Written problem =>
Return every line of the items below that contains the word "stem", treating uppercase and lowercase as different.

Items drawn from a dataset =>
/---
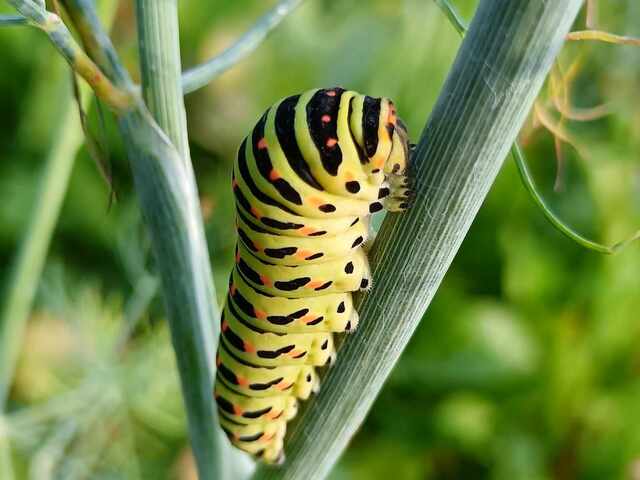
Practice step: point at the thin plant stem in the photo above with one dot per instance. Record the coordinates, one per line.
(59, 34)
(529, 183)
(30, 261)
(12, 20)
(198, 77)
(162, 89)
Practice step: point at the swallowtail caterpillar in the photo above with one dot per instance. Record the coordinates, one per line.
(305, 181)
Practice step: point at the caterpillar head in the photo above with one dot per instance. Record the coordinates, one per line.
(398, 161)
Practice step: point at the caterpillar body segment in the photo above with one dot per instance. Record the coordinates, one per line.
(305, 181)
(328, 313)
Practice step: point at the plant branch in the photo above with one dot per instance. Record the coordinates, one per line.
(601, 36)
(12, 20)
(497, 74)
(200, 76)
(529, 183)
(62, 39)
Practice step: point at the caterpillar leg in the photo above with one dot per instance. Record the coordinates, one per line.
(400, 193)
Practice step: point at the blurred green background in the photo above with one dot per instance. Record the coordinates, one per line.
(526, 365)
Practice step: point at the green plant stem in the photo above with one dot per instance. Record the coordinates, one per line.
(30, 261)
(77, 59)
(497, 74)
(527, 178)
(453, 16)
(12, 20)
(192, 335)
(198, 77)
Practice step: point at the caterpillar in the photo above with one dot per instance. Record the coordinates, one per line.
(305, 182)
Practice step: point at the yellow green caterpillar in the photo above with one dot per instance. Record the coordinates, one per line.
(305, 181)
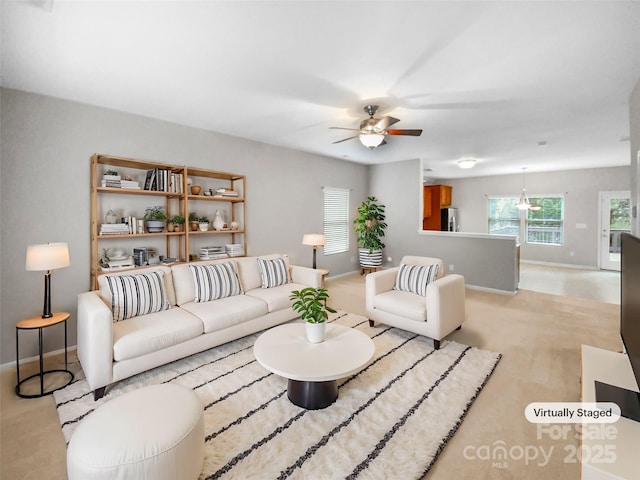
\---
Problem solution =>
Practice step: point at the thin plant stem in the photo above with one dot per instance. Record the coordinates, one per line.
Practice step: point at the green plant stem in the photo above with one dot per instance. Record the coordinates, one per line.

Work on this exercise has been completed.